*PASSAGE TO READ*:
┄┄┄┄┄┄┄┄┄┄┄┄┄┄┄┄┄┄┄┄
Skip to content
This repository has been archived by the owner on Feb 20, 2023. It is now read-only.

Log Manager

Gustavo Angulo edited this page Jun 13, 2019 · 6 revisions

Overview

The job of the LogManager in the system is to receive buffers of LogRecord from transactions and persist them in memory so that the changes can be recovered in the event of a crash. It does this by first serializing. The LogManager does this by serializing the LogRecord into a recoverable format (described below) into 4K byte buffers. These buffers are then written into the log file, and the log file is periodically persisted.

In the future, the LogManager will also be responsible for shipping logs over the network to replicas.

LogManager

The LogManager has Start() and StopAndPersist() to bring it up and shut it down. Decoupling this logic from the constructor and destructor (respectively) allows one to start and stop a single log manager repeatedly without having to initialize a new LogManager object. As the name suggests, StopAndPersist() forces a processing of all unserialized logs, as well as persisting the log file on disk.

The main entry point for the LogManager is through AddBufferToFlushQueue(). Transactions will pass their (potentially partially) full buffers of LogRecord through this method. After it is called, the LogManager owns the buffers, and transactions should no longer reference these buffers.

The LogManager also exposes a ForceFlush() method for testing. This forces the disk writer task to persist the log file.

Finally, the bulk of the work of the LogManager is handled by two tasks:

  1. LogSerializerTask
  2. DiskLogConsumerTask

These tasks are managed through the DedicatedThreadRegistry.

LogSerializerTask

Overview

The LogSerializerTask is responsible for serializing the LogRecord received from transactions into a format that can be processed by log consumers. These serialized records are written into buffers, which are handed over to consumers when full. We also extract the commit callbacks from commit records so that they can be called by the DiskLogConsumerTask when it guarantees the commit log is persisted in memory. In the case of the DiskLogConsumerTask, this means a format that can be written to disk, and then can be used to reconstruct the entire LogRecord during recovery.
┄┄┄┄┄┄┄┄┄┄┄┄┄┄┄┄┄┄┄┄
*DATA EXCERPTS*:
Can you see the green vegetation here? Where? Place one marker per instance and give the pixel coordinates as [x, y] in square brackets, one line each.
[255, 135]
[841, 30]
┄┄┄┄┄┄┄┄┄┄┄┄┄┄┄┄┄┄┄┄
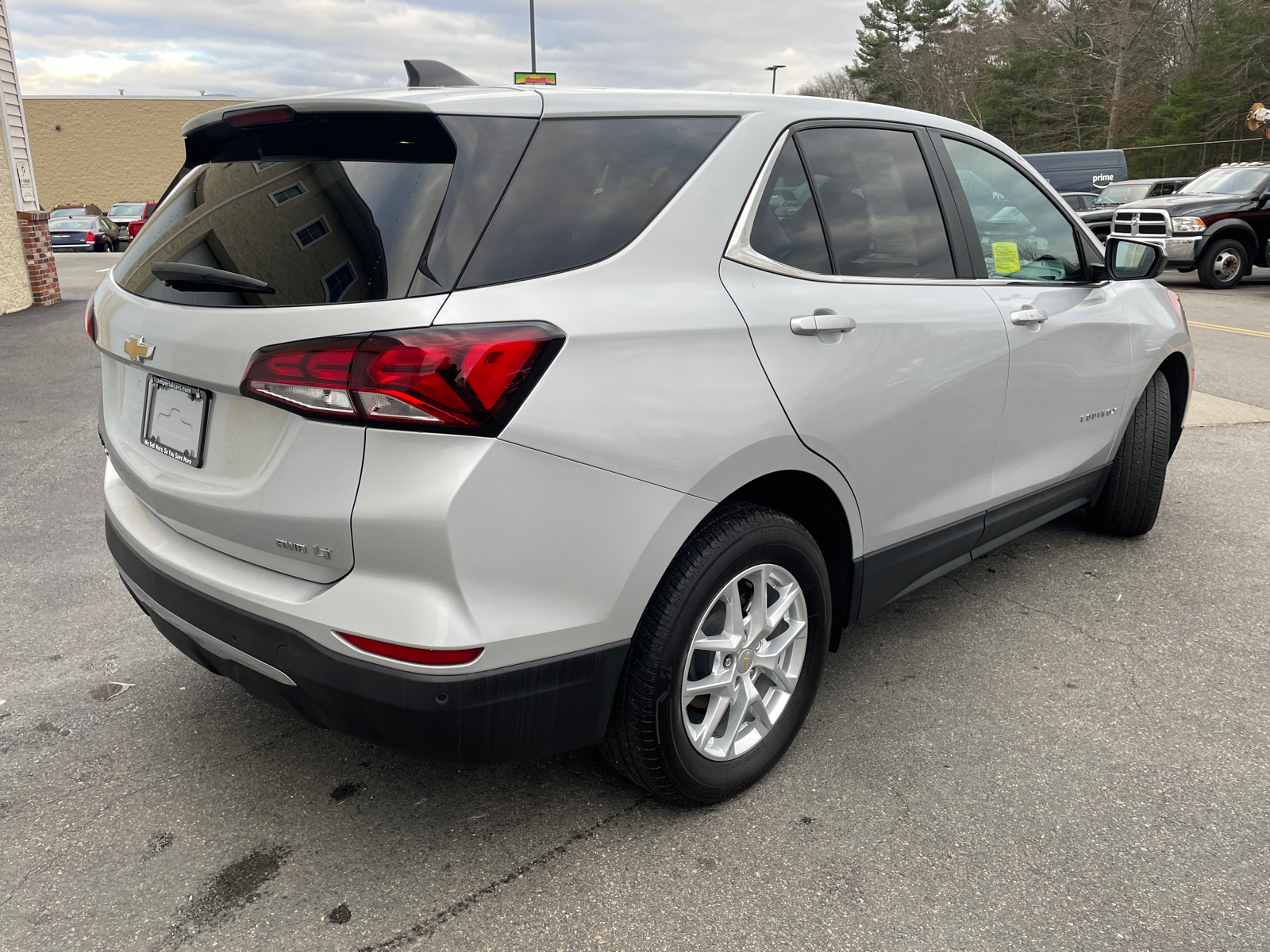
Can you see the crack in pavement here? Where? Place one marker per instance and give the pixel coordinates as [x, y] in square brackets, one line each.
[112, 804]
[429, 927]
┄┄┄┄┄┄┄┄┄┄┄┄┄┄┄┄┄┄┄┄
*PROBLEMS AND TASKS*:
1) Using the Log Manager page, decide whether each statement agrees with it. Answer yes or no for each, and quote the deciding words exactly.
(a) The LogManager serializes LogRecord into 4K byte buffers.
(b) The ForceFlush() method is meant for production use.
(c) The LogManager's two tasks are managed through the DedicatedThreadRegistry.
2) According to the Log Manager page, what is the main entry point for the LogManager?
3) Set down the Log Manager page word for word, starting at "The LogManager also" and ending at "through the DedicatedThreadRegistry.".

*OUTPUTS*:
1)
(a) Yes: "serializing the LogRecord into a recoverable format (described below) into 4K byte buffers"
(b) No: "The LogManager also exposes a ForceFlush() method for testing."
(c) Yes: "These tasks are managed through the DedicatedThreadRegistry."

2) AddBufferToFlushQueue().

3)
The LogManager also exposes a ForceFlush() method for testing. This forces the disk writer task to persist the log file.

Finally, the bulk of the work of the LogManager is handled by two tasks:

  1. LogSerializerTask
  2. DiskLogConsumerTask

These tasks are managed through the DedicatedThreadRegistry.